▸ **RECORDS TO PROCESS**:
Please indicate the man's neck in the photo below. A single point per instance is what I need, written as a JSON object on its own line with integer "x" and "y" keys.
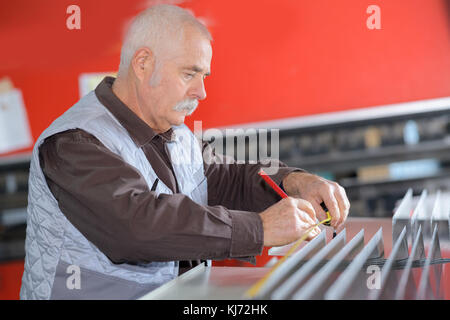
{"x": 127, "y": 94}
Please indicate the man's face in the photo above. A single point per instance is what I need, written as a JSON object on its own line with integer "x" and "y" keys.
{"x": 179, "y": 82}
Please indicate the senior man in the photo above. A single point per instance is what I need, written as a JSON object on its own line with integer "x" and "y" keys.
{"x": 121, "y": 199}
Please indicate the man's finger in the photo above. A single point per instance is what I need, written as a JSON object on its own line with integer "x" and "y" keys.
{"x": 332, "y": 205}
{"x": 343, "y": 204}
{"x": 307, "y": 207}
{"x": 320, "y": 214}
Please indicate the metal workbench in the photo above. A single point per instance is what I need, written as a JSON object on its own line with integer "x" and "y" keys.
{"x": 408, "y": 252}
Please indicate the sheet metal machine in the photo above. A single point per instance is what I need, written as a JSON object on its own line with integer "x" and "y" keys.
{"x": 416, "y": 242}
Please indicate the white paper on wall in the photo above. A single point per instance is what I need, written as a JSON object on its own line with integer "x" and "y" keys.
{"x": 89, "y": 81}
{"x": 15, "y": 130}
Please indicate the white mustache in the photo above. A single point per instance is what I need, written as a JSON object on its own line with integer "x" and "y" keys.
{"x": 189, "y": 104}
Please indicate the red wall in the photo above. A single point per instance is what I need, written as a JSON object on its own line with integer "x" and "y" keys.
{"x": 272, "y": 58}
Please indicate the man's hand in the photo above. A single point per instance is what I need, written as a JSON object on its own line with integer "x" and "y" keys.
{"x": 315, "y": 190}
{"x": 287, "y": 220}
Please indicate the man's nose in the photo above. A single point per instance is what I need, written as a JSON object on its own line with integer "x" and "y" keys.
{"x": 198, "y": 91}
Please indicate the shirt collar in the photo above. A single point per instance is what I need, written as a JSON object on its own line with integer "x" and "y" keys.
{"x": 139, "y": 131}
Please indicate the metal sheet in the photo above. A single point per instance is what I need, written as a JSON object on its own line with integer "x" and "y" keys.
{"x": 389, "y": 280}
{"x": 286, "y": 290}
{"x": 315, "y": 287}
{"x": 431, "y": 275}
{"x": 285, "y": 270}
{"x": 353, "y": 275}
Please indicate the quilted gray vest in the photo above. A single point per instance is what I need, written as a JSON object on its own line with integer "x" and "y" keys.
{"x": 60, "y": 262}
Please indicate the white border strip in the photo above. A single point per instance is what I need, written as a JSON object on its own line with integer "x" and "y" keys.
{"x": 375, "y": 112}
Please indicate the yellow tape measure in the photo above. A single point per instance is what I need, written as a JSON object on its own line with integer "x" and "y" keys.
{"x": 254, "y": 290}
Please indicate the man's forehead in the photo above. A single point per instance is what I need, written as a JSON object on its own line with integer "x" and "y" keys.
{"x": 197, "y": 68}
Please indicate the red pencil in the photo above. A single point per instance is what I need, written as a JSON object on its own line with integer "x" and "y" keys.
{"x": 272, "y": 184}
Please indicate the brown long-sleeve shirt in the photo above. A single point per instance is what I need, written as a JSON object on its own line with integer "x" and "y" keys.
{"x": 110, "y": 203}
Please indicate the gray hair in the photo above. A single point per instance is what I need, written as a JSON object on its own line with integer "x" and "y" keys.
{"x": 157, "y": 28}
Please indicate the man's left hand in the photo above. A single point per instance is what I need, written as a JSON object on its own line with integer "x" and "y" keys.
{"x": 316, "y": 190}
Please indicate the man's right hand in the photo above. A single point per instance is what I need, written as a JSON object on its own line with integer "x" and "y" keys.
{"x": 287, "y": 220}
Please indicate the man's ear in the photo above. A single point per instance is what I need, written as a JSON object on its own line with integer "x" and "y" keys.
{"x": 143, "y": 63}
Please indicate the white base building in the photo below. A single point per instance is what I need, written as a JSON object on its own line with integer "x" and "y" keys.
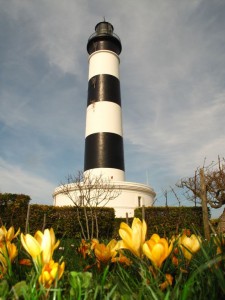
{"x": 132, "y": 195}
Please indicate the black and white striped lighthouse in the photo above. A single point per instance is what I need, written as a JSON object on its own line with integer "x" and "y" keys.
{"x": 104, "y": 153}
{"x": 104, "y": 135}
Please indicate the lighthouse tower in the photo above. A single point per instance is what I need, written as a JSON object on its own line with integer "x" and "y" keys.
{"x": 104, "y": 136}
{"x": 104, "y": 155}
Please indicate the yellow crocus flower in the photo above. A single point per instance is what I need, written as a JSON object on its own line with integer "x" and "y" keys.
{"x": 157, "y": 249}
{"x": 31, "y": 245}
{"x": 51, "y": 271}
{"x": 8, "y": 235}
{"x": 8, "y": 251}
{"x": 41, "y": 246}
{"x": 189, "y": 245}
{"x": 133, "y": 237}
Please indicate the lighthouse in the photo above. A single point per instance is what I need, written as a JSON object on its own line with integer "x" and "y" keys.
{"x": 104, "y": 153}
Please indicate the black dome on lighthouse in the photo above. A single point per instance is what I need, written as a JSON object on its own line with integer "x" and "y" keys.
{"x": 104, "y": 39}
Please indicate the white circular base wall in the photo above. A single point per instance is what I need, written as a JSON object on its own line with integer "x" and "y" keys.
{"x": 132, "y": 195}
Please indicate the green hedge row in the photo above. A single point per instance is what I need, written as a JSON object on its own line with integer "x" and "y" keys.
{"x": 167, "y": 221}
{"x": 64, "y": 219}
{"x": 162, "y": 220}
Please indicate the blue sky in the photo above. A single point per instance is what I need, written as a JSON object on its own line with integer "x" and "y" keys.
{"x": 172, "y": 88}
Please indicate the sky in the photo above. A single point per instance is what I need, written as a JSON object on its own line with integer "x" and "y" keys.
{"x": 172, "y": 79}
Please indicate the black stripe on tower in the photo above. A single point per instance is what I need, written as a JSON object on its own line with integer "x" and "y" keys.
{"x": 104, "y": 87}
{"x": 104, "y": 150}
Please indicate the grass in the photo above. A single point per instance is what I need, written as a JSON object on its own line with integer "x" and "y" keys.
{"x": 202, "y": 277}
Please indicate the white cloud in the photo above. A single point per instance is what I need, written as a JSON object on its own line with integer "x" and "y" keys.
{"x": 15, "y": 179}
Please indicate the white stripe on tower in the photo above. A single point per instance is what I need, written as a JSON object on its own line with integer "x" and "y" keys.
{"x": 104, "y": 135}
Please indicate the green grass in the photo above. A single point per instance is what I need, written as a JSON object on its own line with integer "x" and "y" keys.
{"x": 203, "y": 277}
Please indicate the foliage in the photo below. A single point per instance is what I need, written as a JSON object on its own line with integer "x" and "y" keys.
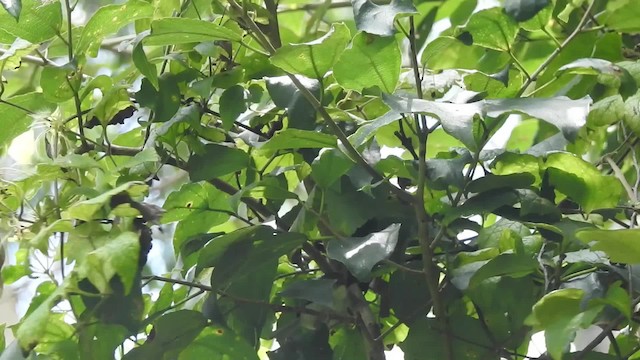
{"x": 264, "y": 128}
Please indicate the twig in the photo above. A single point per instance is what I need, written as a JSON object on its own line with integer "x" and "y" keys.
{"x": 430, "y": 273}
{"x": 557, "y": 51}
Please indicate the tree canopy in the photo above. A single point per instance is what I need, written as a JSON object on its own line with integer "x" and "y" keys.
{"x": 321, "y": 180}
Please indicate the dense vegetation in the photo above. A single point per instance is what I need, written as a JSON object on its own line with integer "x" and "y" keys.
{"x": 329, "y": 176}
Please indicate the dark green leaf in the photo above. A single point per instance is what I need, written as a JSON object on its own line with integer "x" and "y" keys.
{"x": 313, "y": 59}
{"x": 379, "y": 19}
{"x": 620, "y": 245}
{"x": 299, "y": 139}
{"x": 216, "y": 161}
{"x": 233, "y": 102}
{"x": 360, "y": 255}
{"x": 377, "y": 60}
{"x": 523, "y": 10}
{"x": 172, "y": 31}
{"x": 107, "y": 20}
{"x": 319, "y": 291}
{"x": 13, "y": 7}
{"x": 492, "y": 29}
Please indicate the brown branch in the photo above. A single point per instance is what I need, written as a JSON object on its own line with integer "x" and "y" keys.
{"x": 274, "y": 307}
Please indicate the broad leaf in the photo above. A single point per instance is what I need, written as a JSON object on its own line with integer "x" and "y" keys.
{"x": 14, "y": 121}
{"x": 38, "y": 22}
{"x": 216, "y": 161}
{"x": 379, "y": 19}
{"x": 313, "y": 59}
{"x": 360, "y": 255}
{"x": 107, "y": 20}
{"x": 172, "y": 31}
{"x": 620, "y": 245}
{"x": 492, "y": 29}
{"x": 13, "y": 7}
{"x": 377, "y": 60}
{"x": 299, "y": 139}
{"x": 523, "y": 10}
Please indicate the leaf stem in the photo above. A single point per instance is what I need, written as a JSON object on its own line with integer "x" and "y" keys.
{"x": 432, "y": 275}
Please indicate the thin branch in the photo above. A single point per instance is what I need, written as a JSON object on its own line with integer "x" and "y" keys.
{"x": 274, "y": 307}
{"x": 431, "y": 274}
{"x": 557, "y": 51}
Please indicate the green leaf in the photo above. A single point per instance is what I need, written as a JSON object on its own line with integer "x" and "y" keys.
{"x": 233, "y": 102}
{"x": 607, "y": 111}
{"x": 512, "y": 265}
{"x": 313, "y": 59}
{"x": 299, "y": 139}
{"x": 347, "y": 344}
{"x": 566, "y": 114}
{"x": 559, "y": 314}
{"x": 407, "y": 296}
{"x": 379, "y": 19}
{"x": 216, "y": 161}
{"x": 623, "y": 17}
{"x": 456, "y": 119}
{"x": 173, "y": 332}
{"x": 620, "y": 245}
{"x": 173, "y": 31}
{"x": 319, "y": 291}
{"x": 360, "y": 255}
{"x": 215, "y": 342}
{"x": 286, "y": 95}
{"x": 371, "y": 61}
{"x": 523, "y": 10}
{"x": 57, "y": 82}
{"x": 87, "y": 209}
{"x": 33, "y": 327}
{"x": 13, "y": 7}
{"x": 14, "y": 121}
{"x": 107, "y": 20}
{"x": 118, "y": 256}
{"x": 165, "y": 101}
{"x": 213, "y": 251}
{"x": 38, "y": 22}
{"x": 582, "y": 182}
{"x": 146, "y": 68}
{"x": 492, "y": 29}
{"x": 632, "y": 113}
{"x": 329, "y": 167}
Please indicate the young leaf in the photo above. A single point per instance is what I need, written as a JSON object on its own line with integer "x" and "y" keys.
{"x": 378, "y": 19}
{"x": 371, "y": 61}
{"x": 13, "y": 7}
{"x": 313, "y": 59}
{"x": 172, "y": 31}
{"x": 523, "y": 10}
{"x": 360, "y": 255}
{"x": 215, "y": 161}
{"x": 107, "y": 20}
{"x": 492, "y": 29}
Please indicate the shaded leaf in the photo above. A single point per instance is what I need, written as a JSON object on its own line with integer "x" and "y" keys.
{"x": 377, "y": 60}
{"x": 299, "y": 139}
{"x": 492, "y": 29}
{"x": 360, "y": 255}
{"x": 13, "y": 7}
{"x": 215, "y": 161}
{"x": 620, "y": 245}
{"x": 319, "y": 291}
{"x": 107, "y": 20}
{"x": 172, "y": 31}
{"x": 313, "y": 59}
{"x": 523, "y": 10}
{"x": 378, "y": 19}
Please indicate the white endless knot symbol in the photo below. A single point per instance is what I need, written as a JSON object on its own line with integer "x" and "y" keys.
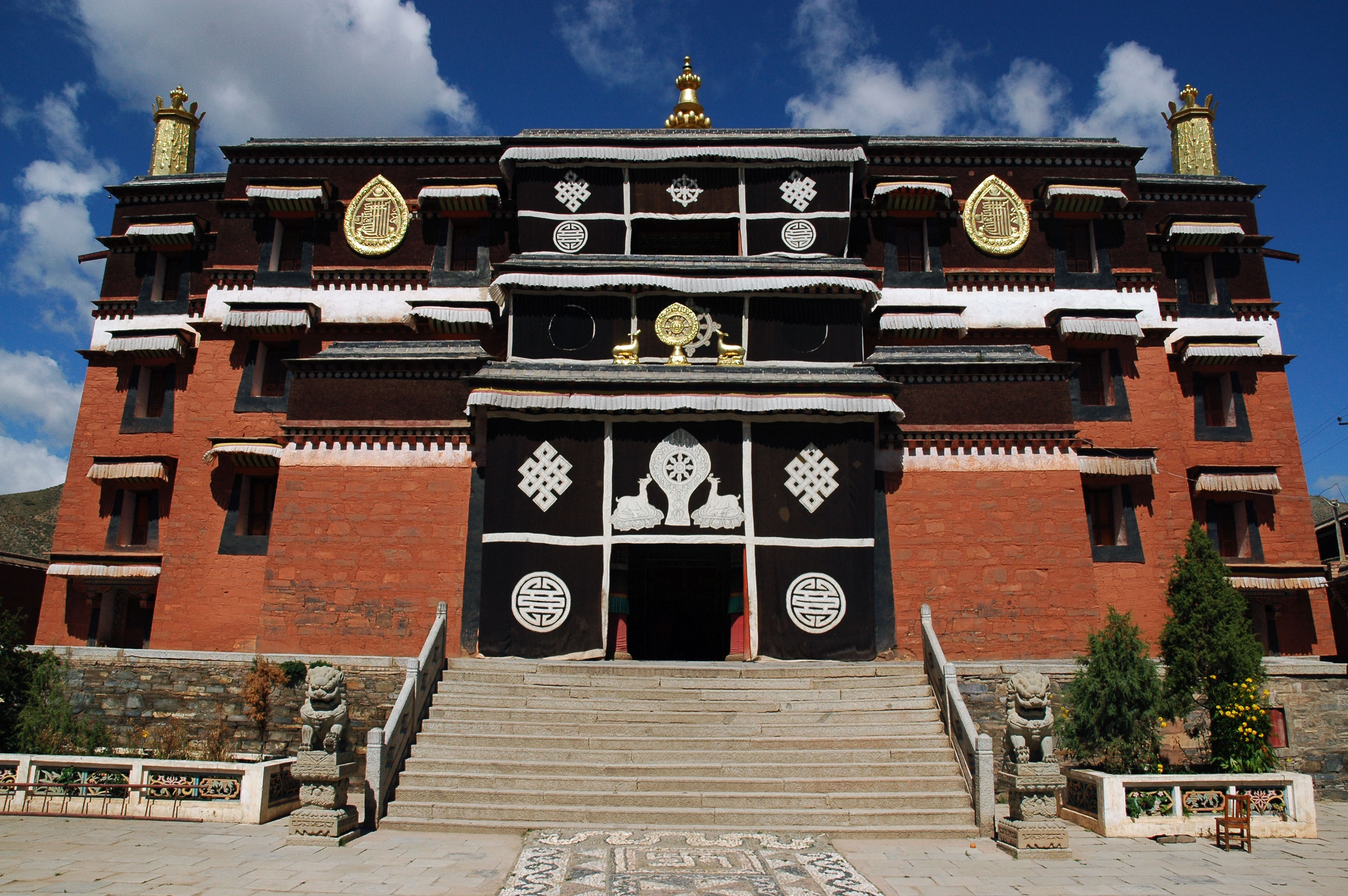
{"x": 569, "y": 236}
{"x": 811, "y": 478}
{"x": 684, "y": 190}
{"x": 816, "y": 603}
{"x": 572, "y": 192}
{"x": 680, "y": 467}
{"x": 541, "y": 601}
{"x": 799, "y": 190}
{"x": 799, "y": 235}
{"x": 545, "y": 476}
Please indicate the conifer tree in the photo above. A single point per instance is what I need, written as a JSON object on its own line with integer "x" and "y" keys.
{"x": 1113, "y": 715}
{"x": 1208, "y": 637}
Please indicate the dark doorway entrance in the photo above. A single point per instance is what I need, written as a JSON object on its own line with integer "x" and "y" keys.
{"x": 681, "y": 600}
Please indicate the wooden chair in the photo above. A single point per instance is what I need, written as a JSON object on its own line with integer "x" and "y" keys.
{"x": 1235, "y": 821}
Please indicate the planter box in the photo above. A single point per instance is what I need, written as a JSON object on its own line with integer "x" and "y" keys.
{"x": 238, "y": 793}
{"x": 1283, "y": 805}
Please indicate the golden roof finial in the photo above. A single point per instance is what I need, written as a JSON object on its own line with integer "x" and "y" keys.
{"x": 176, "y": 135}
{"x": 688, "y": 111}
{"x": 1193, "y": 147}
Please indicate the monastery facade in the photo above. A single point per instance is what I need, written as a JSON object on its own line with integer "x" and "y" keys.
{"x": 678, "y": 394}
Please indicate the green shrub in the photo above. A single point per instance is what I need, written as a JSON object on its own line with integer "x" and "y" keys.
{"x": 48, "y": 724}
{"x": 1113, "y": 704}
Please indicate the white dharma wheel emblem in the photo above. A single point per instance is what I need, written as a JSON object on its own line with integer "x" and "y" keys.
{"x": 570, "y": 236}
{"x": 816, "y": 603}
{"x": 541, "y": 603}
{"x": 799, "y": 235}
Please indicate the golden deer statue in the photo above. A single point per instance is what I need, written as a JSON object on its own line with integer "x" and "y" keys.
{"x": 727, "y": 353}
{"x": 627, "y": 352}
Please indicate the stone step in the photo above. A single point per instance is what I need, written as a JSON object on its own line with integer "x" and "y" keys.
{"x": 678, "y": 780}
{"x": 529, "y": 814}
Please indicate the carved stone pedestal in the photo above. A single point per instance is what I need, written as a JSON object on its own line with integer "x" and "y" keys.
{"x": 1034, "y": 828}
{"x": 324, "y": 818}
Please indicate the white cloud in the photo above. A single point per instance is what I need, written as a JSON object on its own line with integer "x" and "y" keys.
{"x": 605, "y": 39}
{"x": 53, "y": 227}
{"x": 34, "y": 386}
{"x": 1132, "y": 94}
{"x": 26, "y": 467}
{"x": 268, "y": 69}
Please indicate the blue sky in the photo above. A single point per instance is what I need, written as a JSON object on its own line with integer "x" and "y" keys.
{"x": 80, "y": 76}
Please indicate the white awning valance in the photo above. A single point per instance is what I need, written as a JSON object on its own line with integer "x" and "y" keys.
{"x": 246, "y": 453}
{"x": 143, "y": 471}
{"x": 147, "y": 344}
{"x": 1099, "y": 328}
{"x": 1295, "y": 584}
{"x": 1106, "y": 465}
{"x": 1220, "y": 353}
{"x": 96, "y": 570}
{"x": 742, "y": 403}
{"x": 1234, "y": 482}
{"x": 699, "y": 286}
{"x": 166, "y": 233}
{"x": 921, "y": 324}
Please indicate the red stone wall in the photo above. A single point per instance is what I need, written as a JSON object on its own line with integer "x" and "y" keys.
{"x": 362, "y": 556}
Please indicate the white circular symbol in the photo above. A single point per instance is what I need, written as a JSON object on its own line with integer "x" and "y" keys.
{"x": 799, "y": 235}
{"x": 570, "y": 236}
{"x": 541, "y": 601}
{"x": 816, "y": 603}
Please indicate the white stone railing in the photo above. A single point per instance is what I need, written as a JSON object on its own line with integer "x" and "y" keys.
{"x": 972, "y": 751}
{"x": 1283, "y": 803}
{"x": 135, "y": 787}
{"x": 387, "y": 748}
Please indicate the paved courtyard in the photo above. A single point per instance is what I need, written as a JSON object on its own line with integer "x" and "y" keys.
{"x": 166, "y": 859}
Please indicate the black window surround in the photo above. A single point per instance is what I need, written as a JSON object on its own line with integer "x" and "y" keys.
{"x": 440, "y": 273}
{"x": 162, "y": 423}
{"x": 147, "y": 266}
{"x": 248, "y": 403}
{"x": 1117, "y": 411}
{"x": 266, "y": 237}
{"x": 1130, "y": 553}
{"x": 1204, "y": 433}
{"x": 933, "y": 277}
{"x": 1251, "y": 527}
{"x": 231, "y": 542}
{"x": 115, "y": 522}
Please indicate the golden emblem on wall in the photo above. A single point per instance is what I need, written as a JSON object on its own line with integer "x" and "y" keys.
{"x": 376, "y": 219}
{"x": 995, "y": 217}
{"x": 677, "y": 327}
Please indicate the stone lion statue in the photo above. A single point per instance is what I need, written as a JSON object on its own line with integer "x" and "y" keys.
{"x": 1029, "y": 720}
{"x": 324, "y": 713}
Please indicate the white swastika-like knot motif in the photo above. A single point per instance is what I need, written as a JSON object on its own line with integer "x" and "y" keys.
{"x": 684, "y": 190}
{"x": 799, "y": 192}
{"x": 809, "y": 478}
{"x": 816, "y": 603}
{"x": 545, "y": 476}
{"x": 572, "y": 190}
{"x": 541, "y": 601}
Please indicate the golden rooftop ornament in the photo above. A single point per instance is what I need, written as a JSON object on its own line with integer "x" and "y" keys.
{"x": 376, "y": 219}
{"x": 995, "y": 217}
{"x": 677, "y": 327}
{"x": 688, "y": 111}
{"x": 1193, "y": 147}
{"x": 176, "y": 135}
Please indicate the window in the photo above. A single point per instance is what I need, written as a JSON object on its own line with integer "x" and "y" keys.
{"x": 1079, "y": 244}
{"x": 168, "y": 278}
{"x": 910, "y": 244}
{"x": 463, "y": 247}
{"x": 288, "y": 246}
{"x": 1097, "y": 379}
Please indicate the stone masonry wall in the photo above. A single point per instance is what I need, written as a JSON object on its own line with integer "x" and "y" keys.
{"x": 1313, "y": 698}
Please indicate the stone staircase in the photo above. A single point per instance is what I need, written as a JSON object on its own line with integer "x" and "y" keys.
{"x": 854, "y": 748}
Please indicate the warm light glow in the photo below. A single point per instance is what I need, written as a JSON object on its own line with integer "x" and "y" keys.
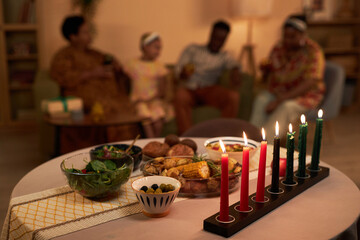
{"x": 263, "y": 133}
{"x": 320, "y": 113}
{"x": 222, "y": 146}
{"x": 302, "y": 118}
{"x": 277, "y": 128}
{"x": 245, "y": 139}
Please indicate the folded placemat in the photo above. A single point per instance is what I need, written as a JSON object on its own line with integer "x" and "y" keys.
{"x": 59, "y": 211}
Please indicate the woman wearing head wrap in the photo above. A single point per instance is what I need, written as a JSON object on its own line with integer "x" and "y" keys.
{"x": 294, "y": 73}
{"x": 148, "y": 84}
{"x": 87, "y": 73}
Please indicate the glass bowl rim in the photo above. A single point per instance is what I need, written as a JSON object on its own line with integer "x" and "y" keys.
{"x": 62, "y": 165}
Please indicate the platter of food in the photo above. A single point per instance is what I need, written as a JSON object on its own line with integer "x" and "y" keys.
{"x": 199, "y": 177}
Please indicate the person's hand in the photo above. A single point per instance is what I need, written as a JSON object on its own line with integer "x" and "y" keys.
{"x": 117, "y": 66}
{"x": 102, "y": 72}
{"x": 266, "y": 66}
{"x": 187, "y": 71}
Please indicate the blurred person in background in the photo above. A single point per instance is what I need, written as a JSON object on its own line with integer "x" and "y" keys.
{"x": 198, "y": 70}
{"x": 294, "y": 73}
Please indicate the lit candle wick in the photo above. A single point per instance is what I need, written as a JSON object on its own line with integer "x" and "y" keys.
{"x": 320, "y": 113}
{"x": 263, "y": 134}
{"x": 223, "y": 148}
{"x": 245, "y": 139}
{"x": 302, "y": 119}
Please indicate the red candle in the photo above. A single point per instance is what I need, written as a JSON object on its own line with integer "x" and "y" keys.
{"x": 244, "y": 191}
{"x": 261, "y": 172}
{"x": 224, "y": 195}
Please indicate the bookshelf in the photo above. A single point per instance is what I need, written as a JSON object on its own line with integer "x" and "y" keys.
{"x": 340, "y": 39}
{"x": 19, "y": 61}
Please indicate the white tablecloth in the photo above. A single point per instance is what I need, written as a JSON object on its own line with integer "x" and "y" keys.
{"x": 322, "y": 212}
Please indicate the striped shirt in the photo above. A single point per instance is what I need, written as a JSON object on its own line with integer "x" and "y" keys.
{"x": 208, "y": 66}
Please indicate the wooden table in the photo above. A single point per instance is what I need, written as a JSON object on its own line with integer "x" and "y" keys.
{"x": 88, "y": 122}
{"x": 325, "y": 211}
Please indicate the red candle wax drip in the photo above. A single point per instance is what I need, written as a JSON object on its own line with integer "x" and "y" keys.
{"x": 260, "y": 190}
{"x": 244, "y": 192}
{"x": 224, "y": 195}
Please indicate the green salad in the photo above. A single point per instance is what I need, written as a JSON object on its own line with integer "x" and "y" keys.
{"x": 98, "y": 178}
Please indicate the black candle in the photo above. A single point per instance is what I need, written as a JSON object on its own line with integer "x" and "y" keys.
{"x": 290, "y": 145}
{"x": 317, "y": 143}
{"x": 276, "y": 160}
{"x": 302, "y": 147}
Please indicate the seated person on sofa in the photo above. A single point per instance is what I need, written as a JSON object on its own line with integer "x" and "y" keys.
{"x": 294, "y": 73}
{"x": 198, "y": 70}
{"x": 80, "y": 72}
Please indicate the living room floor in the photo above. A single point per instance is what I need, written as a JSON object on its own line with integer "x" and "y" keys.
{"x": 19, "y": 153}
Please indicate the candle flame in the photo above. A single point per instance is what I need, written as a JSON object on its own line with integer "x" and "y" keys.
{"x": 263, "y": 133}
{"x": 245, "y": 139}
{"x": 302, "y": 119}
{"x": 222, "y": 146}
{"x": 320, "y": 113}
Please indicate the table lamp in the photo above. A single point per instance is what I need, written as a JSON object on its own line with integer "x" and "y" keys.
{"x": 250, "y": 10}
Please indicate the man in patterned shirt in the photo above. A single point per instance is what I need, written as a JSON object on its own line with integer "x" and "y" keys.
{"x": 294, "y": 73}
{"x": 198, "y": 70}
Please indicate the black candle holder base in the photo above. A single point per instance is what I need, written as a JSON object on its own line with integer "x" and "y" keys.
{"x": 231, "y": 219}
{"x": 237, "y": 208}
{"x": 314, "y": 170}
{"x": 280, "y": 190}
{"x": 304, "y": 177}
{"x": 293, "y": 183}
{"x": 242, "y": 219}
{"x": 266, "y": 199}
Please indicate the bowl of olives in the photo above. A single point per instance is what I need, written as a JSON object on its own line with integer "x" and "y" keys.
{"x": 156, "y": 194}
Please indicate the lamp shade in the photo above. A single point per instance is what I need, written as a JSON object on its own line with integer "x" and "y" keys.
{"x": 250, "y": 8}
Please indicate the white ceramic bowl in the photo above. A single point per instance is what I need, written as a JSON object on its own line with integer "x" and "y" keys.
{"x": 216, "y": 154}
{"x": 156, "y": 205}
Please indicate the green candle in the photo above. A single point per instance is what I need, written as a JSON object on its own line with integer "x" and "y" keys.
{"x": 302, "y": 147}
{"x": 317, "y": 143}
{"x": 290, "y": 145}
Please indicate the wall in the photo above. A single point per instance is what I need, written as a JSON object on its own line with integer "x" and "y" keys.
{"x": 120, "y": 24}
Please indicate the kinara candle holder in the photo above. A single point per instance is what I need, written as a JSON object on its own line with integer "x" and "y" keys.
{"x": 260, "y": 209}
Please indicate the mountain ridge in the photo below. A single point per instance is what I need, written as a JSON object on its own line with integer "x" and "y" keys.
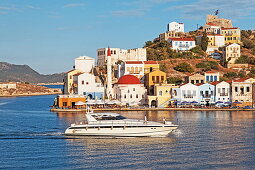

▸ **WHAT IS REQUIRED**: Pick out every line of the rows above that contains the word "branch", and copy each of those lines in full.

▸ **FINAL RESULT**:
Please indicate the brown branch in the photo above. A single point per instance is what I need, written as a JSON object on its own line with integer "x" and "y" keys.
Please indicate the thin branch in the photo above. A single point per instance is what I need, written as a JSON object on its own line with integer "x" and "y" keys.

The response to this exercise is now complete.